--- START ---

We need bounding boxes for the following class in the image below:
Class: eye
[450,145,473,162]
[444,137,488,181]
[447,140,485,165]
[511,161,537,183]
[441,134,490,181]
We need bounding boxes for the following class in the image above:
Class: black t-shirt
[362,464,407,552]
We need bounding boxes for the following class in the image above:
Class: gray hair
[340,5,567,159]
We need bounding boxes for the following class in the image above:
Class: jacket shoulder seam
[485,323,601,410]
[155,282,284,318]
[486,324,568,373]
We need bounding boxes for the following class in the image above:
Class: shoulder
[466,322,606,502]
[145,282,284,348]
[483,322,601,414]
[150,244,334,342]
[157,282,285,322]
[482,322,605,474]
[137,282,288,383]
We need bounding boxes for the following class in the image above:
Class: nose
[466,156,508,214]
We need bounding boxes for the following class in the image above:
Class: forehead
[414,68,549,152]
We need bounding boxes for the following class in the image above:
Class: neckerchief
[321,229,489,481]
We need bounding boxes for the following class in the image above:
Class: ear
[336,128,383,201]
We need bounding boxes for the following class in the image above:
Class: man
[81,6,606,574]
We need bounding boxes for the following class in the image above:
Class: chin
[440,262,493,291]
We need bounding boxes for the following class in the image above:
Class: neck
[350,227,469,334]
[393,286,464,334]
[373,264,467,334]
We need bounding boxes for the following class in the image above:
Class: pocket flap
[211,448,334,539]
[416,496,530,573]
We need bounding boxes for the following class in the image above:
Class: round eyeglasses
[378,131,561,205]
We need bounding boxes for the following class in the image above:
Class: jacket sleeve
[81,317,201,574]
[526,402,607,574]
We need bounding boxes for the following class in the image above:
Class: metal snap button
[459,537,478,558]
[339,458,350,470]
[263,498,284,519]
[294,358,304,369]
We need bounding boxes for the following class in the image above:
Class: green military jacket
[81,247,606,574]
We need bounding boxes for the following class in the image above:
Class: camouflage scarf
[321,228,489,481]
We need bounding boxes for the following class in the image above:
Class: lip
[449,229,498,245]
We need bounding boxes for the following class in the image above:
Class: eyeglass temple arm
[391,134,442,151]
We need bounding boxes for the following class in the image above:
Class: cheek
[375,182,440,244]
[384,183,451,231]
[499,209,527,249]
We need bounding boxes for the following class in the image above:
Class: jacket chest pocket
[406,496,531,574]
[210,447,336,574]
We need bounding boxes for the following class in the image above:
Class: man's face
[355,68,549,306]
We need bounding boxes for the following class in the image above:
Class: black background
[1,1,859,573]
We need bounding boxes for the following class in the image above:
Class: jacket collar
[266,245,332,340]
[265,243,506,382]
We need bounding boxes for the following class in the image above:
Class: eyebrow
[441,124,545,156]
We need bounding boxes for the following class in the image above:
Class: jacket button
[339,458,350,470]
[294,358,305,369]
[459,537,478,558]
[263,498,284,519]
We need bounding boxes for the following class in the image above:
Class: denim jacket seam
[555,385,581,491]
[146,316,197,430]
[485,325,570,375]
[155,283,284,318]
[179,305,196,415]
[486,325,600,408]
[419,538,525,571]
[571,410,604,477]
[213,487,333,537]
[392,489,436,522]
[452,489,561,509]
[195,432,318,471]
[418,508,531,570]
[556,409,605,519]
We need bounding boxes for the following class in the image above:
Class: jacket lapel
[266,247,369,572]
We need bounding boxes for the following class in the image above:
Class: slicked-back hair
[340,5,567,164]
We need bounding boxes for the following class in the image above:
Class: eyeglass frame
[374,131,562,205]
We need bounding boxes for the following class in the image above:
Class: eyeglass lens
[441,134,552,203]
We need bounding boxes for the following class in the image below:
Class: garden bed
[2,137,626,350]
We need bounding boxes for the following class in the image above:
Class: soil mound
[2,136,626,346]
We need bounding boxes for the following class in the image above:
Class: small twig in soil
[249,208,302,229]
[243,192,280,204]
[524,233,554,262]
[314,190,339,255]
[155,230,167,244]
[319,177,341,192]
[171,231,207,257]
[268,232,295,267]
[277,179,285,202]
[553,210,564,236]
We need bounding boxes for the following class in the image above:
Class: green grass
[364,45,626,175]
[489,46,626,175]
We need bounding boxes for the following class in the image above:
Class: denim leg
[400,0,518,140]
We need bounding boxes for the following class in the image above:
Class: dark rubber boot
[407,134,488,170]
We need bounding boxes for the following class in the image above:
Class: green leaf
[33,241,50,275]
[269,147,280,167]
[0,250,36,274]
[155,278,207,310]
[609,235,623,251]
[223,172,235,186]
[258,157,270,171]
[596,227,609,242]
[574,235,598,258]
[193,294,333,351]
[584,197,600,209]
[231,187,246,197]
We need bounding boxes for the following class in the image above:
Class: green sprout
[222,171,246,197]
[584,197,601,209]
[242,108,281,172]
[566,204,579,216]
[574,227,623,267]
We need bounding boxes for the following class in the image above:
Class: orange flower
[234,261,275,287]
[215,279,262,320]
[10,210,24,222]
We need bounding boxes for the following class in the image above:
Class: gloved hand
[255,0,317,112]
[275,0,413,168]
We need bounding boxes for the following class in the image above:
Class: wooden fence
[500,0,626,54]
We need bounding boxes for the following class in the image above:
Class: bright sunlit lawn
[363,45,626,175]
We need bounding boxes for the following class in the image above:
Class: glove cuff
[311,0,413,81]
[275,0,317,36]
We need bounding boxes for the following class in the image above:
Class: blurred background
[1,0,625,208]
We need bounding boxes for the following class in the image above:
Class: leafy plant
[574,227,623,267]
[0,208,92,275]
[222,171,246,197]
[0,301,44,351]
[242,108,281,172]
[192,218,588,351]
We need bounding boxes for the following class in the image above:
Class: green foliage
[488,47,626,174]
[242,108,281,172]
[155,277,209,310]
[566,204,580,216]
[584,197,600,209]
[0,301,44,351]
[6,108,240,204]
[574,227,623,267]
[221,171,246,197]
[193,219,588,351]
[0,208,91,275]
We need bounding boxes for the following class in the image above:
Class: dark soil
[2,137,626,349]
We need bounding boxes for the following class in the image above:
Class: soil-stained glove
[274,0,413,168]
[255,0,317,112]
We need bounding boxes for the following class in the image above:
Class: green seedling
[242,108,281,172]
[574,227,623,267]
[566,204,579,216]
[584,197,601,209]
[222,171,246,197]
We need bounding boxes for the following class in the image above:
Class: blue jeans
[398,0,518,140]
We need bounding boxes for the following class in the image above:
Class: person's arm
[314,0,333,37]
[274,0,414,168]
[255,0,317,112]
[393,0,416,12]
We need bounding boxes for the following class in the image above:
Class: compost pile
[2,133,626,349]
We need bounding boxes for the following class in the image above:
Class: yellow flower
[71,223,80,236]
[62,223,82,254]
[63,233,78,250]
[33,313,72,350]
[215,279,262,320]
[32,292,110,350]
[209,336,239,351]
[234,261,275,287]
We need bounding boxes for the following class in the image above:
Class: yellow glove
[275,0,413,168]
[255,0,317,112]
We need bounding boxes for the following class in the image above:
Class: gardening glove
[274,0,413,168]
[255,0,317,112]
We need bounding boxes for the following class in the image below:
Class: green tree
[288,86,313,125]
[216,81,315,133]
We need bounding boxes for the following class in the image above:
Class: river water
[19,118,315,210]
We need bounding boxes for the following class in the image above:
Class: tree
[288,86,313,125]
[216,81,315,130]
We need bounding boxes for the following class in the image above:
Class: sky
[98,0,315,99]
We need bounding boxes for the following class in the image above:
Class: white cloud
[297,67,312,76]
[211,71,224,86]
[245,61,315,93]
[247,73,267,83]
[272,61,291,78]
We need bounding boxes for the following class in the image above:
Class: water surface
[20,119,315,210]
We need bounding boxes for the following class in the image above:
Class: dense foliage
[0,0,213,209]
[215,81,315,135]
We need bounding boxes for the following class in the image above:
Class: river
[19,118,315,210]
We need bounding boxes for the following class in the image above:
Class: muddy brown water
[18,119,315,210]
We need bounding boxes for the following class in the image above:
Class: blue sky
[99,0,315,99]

--- END ---

About this task:
What you copy out must be exactly the lines from the line containing "Class: water surface" through the end of the records.

Output for this task:
Class: water surface
[20,119,315,210]
We need bounding boxes for the following class in the image above:
Class: dense foliage
[0,0,213,209]
[215,81,315,135]
We need bounding boxes for the following class in the image above:
Class: river
[19,118,315,210]
We need bounding boxes for the following class in the image above:
Class: muddy brown water
[18,119,315,210]
We need bounding boxes for the following class in the image above:
Class: blue sky
[99,0,315,99]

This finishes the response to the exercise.